Task brief
Nothing but the lines from the start of the records through the line that contains "positive clicks: (317, 192) (317, 196)" is to be copied, and each is to be copied exactly.

─── Material provided ───

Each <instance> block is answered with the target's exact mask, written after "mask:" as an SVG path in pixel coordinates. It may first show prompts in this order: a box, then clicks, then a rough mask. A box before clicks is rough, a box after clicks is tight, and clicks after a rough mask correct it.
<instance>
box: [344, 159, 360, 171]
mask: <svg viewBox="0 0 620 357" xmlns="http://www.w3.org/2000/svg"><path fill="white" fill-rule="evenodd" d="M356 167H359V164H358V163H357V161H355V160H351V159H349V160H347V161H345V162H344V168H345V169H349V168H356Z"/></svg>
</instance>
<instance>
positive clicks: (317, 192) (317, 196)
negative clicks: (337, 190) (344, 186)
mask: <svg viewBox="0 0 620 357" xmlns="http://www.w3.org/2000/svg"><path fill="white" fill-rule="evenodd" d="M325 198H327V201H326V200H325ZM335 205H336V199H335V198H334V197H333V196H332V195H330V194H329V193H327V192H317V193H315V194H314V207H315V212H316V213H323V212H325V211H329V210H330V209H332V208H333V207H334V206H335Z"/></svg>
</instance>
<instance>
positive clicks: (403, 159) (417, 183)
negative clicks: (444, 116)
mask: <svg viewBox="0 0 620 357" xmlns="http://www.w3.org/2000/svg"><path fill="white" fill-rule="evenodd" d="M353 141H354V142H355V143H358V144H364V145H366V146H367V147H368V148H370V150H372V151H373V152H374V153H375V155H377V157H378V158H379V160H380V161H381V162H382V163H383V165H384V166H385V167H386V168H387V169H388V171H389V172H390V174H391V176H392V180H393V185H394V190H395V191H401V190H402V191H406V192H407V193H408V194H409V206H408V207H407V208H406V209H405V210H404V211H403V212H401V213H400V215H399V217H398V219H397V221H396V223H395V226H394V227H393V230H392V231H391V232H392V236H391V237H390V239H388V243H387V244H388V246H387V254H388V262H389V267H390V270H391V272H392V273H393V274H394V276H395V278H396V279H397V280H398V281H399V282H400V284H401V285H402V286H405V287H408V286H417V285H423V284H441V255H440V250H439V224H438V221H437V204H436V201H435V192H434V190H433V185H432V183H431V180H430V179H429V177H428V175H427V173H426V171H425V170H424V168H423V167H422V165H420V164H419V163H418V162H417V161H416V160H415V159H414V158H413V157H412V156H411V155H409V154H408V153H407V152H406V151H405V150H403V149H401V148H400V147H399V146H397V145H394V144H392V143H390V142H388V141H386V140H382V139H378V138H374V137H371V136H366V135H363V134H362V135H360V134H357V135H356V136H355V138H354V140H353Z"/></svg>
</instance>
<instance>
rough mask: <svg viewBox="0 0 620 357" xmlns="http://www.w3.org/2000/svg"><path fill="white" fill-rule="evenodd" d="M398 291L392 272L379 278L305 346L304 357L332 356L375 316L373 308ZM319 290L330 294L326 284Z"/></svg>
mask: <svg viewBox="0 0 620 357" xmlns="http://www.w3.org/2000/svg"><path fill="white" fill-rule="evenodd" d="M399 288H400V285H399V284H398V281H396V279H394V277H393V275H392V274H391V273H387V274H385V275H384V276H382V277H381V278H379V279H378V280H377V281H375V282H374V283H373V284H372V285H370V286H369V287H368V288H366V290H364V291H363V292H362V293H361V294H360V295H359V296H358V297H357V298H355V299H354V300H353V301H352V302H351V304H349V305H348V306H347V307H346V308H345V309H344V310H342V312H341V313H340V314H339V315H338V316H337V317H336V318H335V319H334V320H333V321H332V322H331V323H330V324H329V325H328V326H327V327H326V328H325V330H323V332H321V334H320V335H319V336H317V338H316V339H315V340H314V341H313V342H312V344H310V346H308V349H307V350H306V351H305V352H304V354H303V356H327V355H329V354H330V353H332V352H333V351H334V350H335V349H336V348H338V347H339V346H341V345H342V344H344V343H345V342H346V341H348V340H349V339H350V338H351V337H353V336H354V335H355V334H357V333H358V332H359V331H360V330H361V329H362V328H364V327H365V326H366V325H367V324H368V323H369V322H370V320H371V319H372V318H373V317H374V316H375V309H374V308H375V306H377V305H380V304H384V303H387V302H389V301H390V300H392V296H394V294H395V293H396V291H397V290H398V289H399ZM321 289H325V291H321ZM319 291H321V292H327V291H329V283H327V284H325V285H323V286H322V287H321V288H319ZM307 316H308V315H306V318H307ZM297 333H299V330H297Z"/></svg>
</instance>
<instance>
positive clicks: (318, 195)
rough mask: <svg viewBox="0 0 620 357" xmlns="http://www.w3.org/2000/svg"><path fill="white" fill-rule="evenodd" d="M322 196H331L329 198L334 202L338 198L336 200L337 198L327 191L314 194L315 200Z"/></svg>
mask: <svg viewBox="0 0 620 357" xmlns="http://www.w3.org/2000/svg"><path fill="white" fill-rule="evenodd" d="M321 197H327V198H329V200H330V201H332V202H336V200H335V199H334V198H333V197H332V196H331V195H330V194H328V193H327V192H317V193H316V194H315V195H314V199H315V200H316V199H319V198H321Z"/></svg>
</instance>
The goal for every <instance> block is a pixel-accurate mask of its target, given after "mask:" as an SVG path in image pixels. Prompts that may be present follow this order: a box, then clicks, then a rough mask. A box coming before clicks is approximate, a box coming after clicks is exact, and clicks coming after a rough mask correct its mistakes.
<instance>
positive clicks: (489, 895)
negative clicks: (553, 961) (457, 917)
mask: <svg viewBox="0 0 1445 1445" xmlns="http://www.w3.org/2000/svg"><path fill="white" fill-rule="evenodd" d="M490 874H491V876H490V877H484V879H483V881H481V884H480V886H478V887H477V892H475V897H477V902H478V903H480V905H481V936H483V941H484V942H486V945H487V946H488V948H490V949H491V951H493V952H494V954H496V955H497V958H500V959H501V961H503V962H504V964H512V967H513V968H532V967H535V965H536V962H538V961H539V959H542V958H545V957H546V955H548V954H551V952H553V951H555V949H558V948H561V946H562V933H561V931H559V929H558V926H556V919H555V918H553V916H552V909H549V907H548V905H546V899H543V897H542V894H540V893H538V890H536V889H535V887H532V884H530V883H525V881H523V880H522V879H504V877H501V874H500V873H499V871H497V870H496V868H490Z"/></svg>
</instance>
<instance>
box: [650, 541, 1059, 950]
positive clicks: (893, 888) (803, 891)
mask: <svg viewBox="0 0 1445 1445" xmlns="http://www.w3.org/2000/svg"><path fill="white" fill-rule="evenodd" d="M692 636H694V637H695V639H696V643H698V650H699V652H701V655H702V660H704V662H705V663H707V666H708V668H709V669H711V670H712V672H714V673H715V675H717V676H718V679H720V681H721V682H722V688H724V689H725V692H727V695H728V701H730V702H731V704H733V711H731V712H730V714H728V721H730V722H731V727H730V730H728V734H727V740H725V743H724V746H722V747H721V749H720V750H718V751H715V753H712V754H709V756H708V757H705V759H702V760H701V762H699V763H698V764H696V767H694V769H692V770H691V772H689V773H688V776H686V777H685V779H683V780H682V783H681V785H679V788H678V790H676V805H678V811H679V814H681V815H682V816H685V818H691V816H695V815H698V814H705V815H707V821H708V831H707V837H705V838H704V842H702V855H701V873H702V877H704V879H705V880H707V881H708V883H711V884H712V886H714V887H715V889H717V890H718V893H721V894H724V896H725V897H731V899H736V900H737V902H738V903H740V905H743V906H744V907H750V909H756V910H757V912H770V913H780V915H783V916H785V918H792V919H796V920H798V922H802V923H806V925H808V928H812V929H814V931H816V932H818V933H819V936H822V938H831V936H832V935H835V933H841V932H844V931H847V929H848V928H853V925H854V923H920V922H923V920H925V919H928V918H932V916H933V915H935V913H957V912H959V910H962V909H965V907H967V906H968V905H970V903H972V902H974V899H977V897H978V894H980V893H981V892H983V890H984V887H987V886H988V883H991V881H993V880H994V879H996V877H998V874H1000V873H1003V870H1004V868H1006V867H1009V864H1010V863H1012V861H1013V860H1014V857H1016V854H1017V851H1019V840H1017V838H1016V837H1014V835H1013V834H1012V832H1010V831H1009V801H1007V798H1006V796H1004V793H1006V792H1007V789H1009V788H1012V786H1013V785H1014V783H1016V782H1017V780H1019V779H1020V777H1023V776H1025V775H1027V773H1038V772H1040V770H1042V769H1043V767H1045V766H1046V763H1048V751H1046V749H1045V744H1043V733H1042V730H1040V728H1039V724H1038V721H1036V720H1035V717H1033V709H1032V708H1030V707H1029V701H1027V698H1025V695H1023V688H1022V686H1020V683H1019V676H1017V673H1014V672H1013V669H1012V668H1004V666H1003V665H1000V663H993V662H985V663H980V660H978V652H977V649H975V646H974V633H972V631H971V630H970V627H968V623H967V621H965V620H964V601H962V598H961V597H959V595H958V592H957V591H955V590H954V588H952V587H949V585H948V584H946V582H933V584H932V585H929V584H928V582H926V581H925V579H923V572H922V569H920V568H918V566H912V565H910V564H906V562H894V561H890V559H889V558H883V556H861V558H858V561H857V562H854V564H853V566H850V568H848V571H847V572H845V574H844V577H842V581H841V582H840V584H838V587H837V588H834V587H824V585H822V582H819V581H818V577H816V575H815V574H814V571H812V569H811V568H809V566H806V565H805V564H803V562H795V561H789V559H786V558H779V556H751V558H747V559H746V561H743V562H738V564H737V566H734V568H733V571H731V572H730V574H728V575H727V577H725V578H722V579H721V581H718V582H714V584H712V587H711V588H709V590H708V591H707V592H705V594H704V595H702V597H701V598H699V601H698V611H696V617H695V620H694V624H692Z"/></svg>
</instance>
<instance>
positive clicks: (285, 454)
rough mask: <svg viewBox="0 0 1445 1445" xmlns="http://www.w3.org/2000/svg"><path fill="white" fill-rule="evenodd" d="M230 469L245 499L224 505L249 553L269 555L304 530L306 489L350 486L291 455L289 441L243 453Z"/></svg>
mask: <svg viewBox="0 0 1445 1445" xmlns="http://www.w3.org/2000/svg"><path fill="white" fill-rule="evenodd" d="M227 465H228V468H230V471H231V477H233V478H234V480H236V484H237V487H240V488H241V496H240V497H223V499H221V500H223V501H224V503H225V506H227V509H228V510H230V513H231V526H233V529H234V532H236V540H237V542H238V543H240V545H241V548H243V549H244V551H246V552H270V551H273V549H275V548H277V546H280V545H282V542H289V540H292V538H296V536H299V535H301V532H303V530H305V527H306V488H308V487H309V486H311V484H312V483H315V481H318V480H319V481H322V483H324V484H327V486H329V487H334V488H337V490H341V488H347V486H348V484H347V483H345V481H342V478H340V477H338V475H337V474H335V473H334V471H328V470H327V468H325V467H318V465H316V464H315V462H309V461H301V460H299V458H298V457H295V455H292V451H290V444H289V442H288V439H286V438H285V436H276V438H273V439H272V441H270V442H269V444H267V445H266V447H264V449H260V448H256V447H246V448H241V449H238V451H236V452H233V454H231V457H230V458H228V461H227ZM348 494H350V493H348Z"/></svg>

───

Answer for the task
Each <instance> block is answered with the target's exact mask, written after "mask:" as an SVG path in pixel coordinates. It may first show prompts in this order: a box, then clicks, then a rough mask. A box before clicks is rough, a box after clicks is tight, and clicks after a rough mask correct it.
<instance>
box: [344, 159, 360, 171]
mask: <svg viewBox="0 0 620 357" xmlns="http://www.w3.org/2000/svg"><path fill="white" fill-rule="evenodd" d="M356 167H359V164H358V163H357V161H355V160H351V159H349V160H347V161H345V162H344V168H345V169H349V168H356Z"/></svg>
</instance>
<instance>
positive clicks: (317, 192) (317, 196)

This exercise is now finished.